• Written problem
Repeat exactly the lines below from the line that contains "The pointer SHOULD return, for each instance of the bare" to the last line, inclusive, without the pictures.

• Supplied entries
>> Begin

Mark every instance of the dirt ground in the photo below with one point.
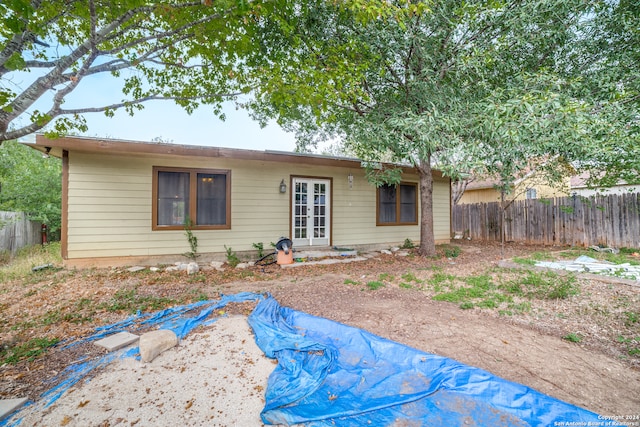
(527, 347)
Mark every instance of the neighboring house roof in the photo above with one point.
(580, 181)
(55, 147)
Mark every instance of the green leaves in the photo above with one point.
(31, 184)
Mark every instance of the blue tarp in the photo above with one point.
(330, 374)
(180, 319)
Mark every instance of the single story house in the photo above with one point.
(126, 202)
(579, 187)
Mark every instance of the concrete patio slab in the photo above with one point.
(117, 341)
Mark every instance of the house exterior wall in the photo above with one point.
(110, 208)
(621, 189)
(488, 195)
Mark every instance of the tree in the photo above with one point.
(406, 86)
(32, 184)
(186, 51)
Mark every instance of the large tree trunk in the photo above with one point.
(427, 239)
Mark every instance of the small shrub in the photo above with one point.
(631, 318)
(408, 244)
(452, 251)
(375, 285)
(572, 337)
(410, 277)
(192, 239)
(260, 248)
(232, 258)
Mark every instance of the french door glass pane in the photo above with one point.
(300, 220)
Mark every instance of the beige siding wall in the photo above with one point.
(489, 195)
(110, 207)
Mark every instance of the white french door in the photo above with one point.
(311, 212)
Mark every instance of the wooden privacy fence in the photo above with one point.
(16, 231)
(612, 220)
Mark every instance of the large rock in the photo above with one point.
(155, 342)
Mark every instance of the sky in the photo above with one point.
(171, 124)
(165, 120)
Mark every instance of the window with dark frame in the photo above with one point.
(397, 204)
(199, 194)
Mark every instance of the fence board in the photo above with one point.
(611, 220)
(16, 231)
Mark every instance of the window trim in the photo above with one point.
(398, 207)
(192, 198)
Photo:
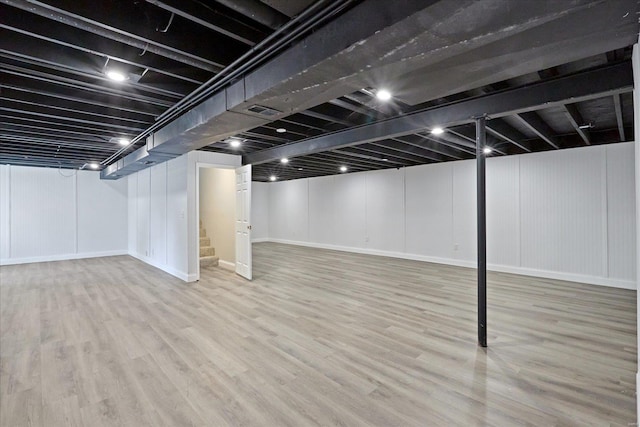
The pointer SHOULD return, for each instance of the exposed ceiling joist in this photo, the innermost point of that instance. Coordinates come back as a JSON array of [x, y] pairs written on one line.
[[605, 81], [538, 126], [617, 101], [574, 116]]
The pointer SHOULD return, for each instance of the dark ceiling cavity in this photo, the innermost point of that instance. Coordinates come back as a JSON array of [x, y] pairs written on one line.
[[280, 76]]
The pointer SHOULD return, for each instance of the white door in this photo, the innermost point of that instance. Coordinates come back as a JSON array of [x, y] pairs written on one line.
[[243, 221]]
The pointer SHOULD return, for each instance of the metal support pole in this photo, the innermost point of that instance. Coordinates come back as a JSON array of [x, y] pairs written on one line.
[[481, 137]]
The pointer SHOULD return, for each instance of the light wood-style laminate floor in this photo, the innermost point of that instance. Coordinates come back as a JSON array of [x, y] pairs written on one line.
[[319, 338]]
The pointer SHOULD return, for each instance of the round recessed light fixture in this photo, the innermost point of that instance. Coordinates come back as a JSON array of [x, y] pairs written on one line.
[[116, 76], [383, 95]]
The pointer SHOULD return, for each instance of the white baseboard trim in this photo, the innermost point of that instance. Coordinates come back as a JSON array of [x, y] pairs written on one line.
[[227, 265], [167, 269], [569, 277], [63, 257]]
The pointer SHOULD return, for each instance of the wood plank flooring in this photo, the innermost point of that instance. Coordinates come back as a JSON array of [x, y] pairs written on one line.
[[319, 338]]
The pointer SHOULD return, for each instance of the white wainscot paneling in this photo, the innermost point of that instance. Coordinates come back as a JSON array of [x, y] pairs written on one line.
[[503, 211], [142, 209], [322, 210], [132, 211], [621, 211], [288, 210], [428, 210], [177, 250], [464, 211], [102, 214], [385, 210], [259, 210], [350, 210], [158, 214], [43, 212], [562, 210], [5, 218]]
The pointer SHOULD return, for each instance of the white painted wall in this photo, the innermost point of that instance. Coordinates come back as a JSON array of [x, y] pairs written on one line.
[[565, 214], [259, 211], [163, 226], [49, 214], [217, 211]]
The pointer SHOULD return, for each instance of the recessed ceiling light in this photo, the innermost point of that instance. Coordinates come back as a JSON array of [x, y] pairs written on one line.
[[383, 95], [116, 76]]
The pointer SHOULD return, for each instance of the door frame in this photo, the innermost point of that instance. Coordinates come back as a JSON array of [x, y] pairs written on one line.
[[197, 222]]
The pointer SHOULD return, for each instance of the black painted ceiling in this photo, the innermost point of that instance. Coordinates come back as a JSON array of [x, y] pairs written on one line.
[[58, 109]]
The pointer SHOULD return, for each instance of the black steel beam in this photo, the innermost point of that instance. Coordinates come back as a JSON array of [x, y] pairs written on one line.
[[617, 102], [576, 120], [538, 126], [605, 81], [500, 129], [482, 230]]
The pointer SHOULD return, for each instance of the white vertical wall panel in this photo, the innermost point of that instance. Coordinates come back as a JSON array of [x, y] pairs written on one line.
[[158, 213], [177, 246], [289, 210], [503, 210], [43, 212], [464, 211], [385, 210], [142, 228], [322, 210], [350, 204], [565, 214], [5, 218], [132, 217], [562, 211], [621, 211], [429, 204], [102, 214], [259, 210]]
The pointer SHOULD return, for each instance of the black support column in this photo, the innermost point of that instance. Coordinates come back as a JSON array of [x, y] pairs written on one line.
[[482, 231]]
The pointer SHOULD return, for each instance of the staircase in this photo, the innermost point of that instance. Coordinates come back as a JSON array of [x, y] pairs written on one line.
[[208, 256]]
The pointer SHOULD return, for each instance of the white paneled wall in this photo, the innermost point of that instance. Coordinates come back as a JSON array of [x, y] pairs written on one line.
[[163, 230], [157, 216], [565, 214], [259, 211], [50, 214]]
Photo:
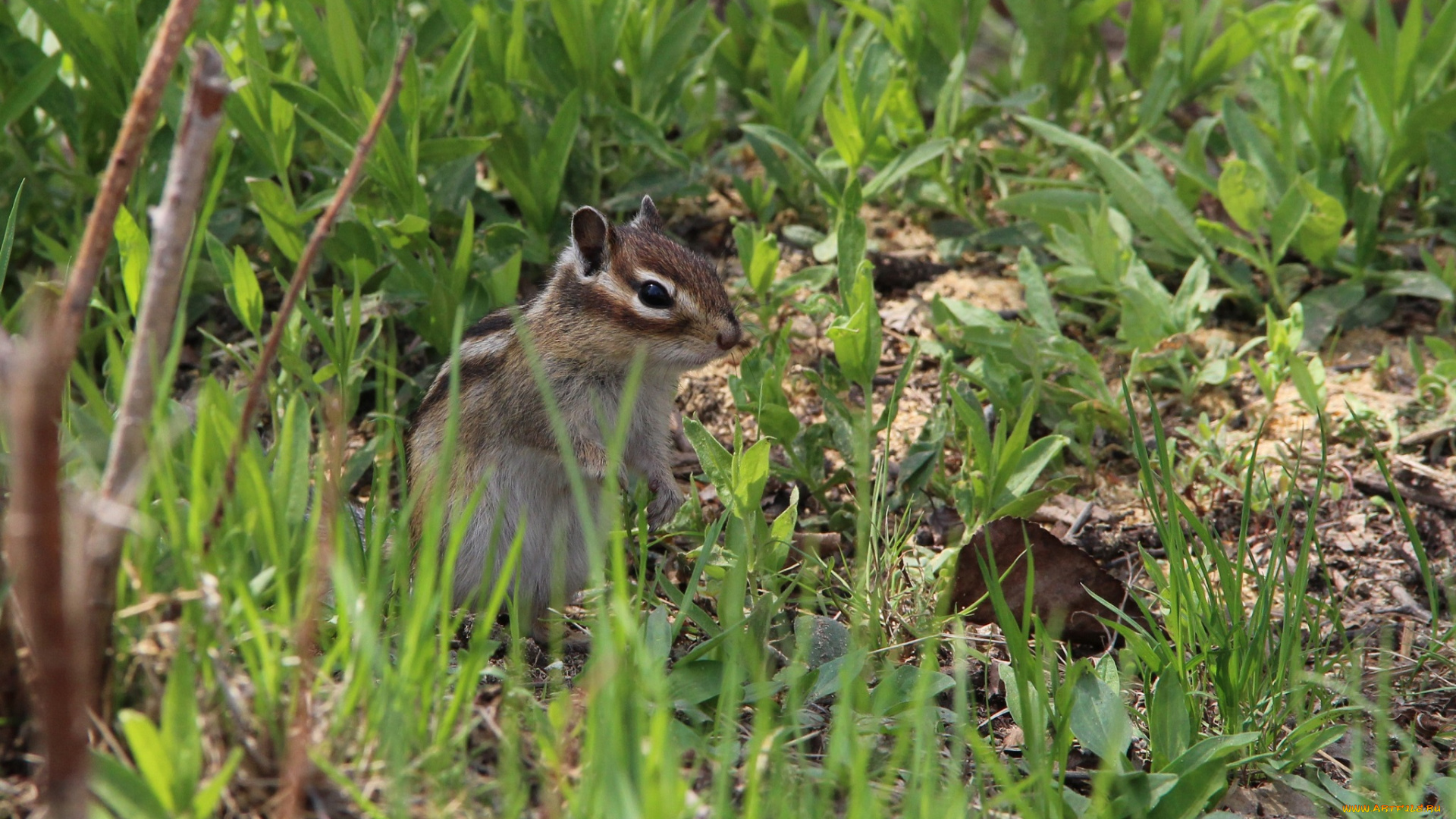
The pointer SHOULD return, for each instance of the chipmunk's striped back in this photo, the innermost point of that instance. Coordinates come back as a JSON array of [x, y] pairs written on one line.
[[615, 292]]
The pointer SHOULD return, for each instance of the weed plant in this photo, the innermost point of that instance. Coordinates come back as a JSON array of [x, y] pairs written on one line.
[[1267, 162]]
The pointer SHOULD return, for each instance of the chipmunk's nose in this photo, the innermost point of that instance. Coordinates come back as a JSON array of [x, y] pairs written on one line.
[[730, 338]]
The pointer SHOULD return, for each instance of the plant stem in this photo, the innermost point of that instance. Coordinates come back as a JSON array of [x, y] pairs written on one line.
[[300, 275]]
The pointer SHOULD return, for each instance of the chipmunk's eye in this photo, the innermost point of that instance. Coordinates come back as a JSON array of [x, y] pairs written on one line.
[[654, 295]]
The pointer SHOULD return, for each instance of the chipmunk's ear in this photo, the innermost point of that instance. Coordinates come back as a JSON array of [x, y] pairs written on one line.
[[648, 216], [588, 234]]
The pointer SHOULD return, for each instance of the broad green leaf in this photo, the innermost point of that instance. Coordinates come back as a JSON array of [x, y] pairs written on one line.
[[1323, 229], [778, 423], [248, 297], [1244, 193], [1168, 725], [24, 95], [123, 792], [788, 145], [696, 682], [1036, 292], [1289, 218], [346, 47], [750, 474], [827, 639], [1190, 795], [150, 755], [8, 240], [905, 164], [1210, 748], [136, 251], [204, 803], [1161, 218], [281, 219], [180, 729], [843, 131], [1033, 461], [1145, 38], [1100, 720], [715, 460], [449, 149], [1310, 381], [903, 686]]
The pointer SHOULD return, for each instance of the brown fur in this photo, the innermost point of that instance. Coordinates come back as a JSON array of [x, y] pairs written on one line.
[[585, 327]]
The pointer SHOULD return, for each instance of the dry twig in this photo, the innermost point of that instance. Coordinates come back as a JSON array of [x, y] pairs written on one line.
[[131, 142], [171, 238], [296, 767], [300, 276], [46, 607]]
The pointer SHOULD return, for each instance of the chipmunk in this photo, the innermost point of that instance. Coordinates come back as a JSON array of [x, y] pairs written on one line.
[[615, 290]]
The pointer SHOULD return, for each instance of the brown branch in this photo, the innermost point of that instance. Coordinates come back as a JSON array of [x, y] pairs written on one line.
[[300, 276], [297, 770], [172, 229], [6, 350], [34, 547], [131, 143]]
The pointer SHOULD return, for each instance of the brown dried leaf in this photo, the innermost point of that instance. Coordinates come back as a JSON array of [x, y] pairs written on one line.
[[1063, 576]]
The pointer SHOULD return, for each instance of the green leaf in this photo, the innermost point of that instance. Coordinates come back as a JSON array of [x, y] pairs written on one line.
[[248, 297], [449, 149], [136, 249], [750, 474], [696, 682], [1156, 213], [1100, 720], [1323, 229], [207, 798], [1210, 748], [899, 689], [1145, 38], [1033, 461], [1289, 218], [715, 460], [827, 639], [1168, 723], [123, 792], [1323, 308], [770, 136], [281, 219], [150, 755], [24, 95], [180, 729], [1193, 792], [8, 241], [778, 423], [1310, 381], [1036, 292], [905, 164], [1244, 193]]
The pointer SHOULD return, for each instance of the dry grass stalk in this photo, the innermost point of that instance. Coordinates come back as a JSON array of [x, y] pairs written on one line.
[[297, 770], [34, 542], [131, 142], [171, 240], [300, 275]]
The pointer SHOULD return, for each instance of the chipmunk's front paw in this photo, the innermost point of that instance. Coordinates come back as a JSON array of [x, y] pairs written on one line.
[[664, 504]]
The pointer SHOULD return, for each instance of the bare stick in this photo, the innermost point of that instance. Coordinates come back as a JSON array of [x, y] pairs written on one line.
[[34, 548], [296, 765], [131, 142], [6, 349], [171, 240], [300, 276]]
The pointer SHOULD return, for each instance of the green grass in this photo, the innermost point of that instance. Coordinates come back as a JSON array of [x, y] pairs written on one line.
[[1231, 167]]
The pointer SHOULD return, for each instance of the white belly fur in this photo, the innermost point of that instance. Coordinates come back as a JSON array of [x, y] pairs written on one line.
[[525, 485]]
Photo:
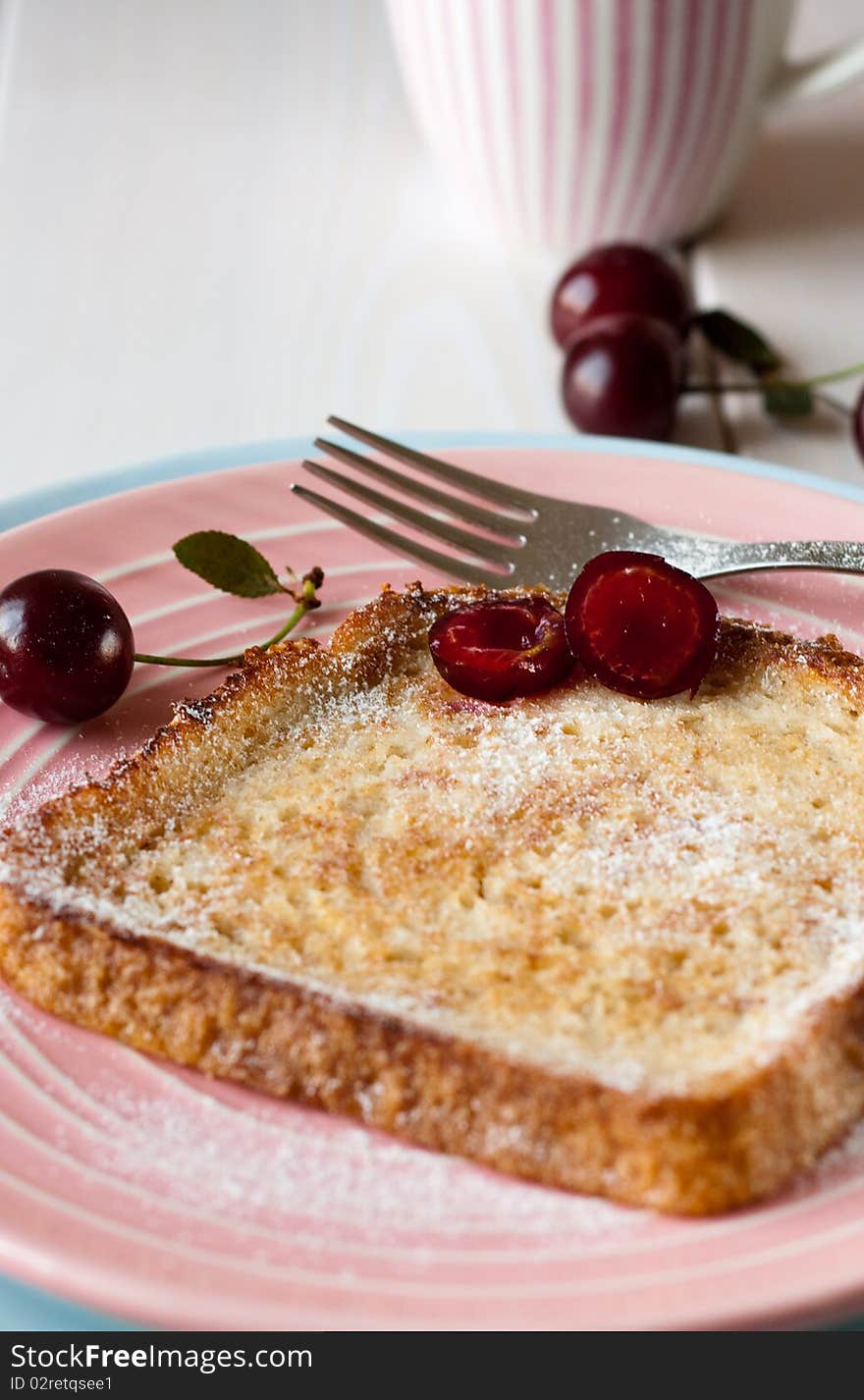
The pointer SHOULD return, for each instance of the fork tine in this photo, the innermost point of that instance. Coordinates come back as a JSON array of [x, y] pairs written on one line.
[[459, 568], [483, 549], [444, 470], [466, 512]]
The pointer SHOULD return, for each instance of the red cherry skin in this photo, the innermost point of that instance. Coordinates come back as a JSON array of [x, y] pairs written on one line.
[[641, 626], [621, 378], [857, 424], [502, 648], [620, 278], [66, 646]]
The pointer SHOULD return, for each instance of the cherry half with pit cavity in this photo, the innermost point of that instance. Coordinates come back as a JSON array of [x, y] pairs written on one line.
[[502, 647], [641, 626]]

>> End

• Solution to the exercise
The pointer SHOULD return, for each instance of the bare stick in this photo, the innermost point of that instance. Coordinates come back as a JSON array of [x, y] pairs written on one line.
[[34, 548], [296, 765], [131, 142], [6, 349], [171, 240], [300, 276]]
The pointer SHOULD return, for each instance of the green grass in this photo, the innermost point of that instance. Coordinates come back as a JSON array of [x, y] pairs written on one line.
[[1231, 167]]
The pointer SHOULD return, for each instance of the white belly fur in this photo, the innermost point of that instance. Coordinates come back as a JSON array of [x, y] pairs written on one line.
[[525, 485]]
Photo:
The pointer SHOULD return, for each instance of the fork tine in this photo, the innermost point of that instance. Coordinates come back as a JSON array of [x, y] pairs written on one line.
[[459, 568], [483, 549], [444, 470], [466, 512]]
The pointer SHOULD return, for each instance of the red cherry skin in this photo, the innermost point of that instance. Coordinates come back as a JSON array of [x, y] pairs written on one line.
[[641, 626], [621, 378], [857, 424], [502, 648], [620, 278], [66, 646]]
The pointer SHOULD return, for each instance of the cherry half with pit cavity in this photo, the innermost point of that instance. Coordinates come back as a JSON array of [x, y] pairs written on one line.
[[502, 647], [641, 626]]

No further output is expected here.